* TASK INSTRUCTIONS
In the listing below, copy verbatim every line from the one containing "Where can the smiling" through the end of the listing, including both of those lines.

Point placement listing
⟨

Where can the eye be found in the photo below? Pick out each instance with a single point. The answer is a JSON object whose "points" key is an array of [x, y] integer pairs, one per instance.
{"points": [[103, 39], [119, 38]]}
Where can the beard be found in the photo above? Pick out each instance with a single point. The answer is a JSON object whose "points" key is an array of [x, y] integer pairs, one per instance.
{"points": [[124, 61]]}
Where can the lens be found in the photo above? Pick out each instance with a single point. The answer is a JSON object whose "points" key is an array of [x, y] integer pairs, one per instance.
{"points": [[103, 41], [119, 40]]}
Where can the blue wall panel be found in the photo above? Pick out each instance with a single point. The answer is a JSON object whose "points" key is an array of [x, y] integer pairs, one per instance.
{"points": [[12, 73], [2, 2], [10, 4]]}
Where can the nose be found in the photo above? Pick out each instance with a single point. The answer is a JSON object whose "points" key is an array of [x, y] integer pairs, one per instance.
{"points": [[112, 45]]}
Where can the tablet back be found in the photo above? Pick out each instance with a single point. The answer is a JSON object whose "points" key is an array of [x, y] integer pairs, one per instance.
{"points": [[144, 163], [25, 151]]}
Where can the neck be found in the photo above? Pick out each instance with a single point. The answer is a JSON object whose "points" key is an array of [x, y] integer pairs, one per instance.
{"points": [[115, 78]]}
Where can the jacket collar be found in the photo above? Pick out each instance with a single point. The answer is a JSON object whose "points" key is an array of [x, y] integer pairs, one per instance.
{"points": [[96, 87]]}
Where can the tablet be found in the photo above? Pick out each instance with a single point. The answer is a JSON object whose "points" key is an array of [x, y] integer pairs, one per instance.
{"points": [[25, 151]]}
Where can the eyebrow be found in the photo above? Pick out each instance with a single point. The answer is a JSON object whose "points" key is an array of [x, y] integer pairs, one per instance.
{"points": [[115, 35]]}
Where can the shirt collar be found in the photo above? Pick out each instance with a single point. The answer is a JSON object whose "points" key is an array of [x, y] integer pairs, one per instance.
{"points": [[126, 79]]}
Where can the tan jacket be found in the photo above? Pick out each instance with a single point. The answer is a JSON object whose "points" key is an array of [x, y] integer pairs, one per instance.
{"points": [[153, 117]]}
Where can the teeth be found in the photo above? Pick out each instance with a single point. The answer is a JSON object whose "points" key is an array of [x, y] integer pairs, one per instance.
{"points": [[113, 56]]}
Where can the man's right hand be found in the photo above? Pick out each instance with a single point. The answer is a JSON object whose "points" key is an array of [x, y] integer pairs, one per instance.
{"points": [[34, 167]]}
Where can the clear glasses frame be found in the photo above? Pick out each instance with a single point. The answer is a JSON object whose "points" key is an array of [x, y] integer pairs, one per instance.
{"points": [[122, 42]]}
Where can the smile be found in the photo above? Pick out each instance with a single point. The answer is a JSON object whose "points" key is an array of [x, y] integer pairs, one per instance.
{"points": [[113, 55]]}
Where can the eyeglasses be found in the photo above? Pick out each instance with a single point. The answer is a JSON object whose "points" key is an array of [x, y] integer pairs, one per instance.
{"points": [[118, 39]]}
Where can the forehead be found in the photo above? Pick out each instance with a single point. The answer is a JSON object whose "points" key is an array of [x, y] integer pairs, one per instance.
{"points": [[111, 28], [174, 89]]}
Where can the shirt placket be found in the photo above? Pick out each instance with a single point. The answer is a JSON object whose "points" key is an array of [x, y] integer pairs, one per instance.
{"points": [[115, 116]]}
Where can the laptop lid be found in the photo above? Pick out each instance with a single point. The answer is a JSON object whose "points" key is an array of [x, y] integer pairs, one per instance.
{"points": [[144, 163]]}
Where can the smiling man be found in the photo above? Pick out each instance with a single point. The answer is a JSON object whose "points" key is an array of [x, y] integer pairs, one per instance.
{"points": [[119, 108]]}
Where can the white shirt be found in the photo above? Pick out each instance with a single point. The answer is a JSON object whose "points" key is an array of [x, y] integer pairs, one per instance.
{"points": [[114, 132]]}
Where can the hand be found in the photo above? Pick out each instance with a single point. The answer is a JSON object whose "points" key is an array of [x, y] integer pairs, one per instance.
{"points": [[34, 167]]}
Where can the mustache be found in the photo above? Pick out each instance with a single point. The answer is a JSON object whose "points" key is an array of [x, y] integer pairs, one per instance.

⟩

* THE COMPLETED TASK
Where can the smiling man be found in the photo above? Pick out each instance with a single point. The answer is a JSON object whose "points" key is an array of [x, y] integer pairs, one per instance.
{"points": [[119, 108]]}
Where can the white shirt be found in the photo above? Pick out each instance with a single point. The answer is a JSON object whose "points" key is an array of [x, y] integer pairs, one per instance.
{"points": [[114, 132]]}
Where can the hand be found in the photo above? Pick out each instance with a single point. The answer is a JSON object whose "points" key is an array of [x, y] integer pairs, one per instance.
{"points": [[34, 167]]}
Where can the mustache be found in the photo above? Pick out each instance with a single point. The answer is a JSON object whose "points" key is an array of [x, y] integer pairs, one per instance.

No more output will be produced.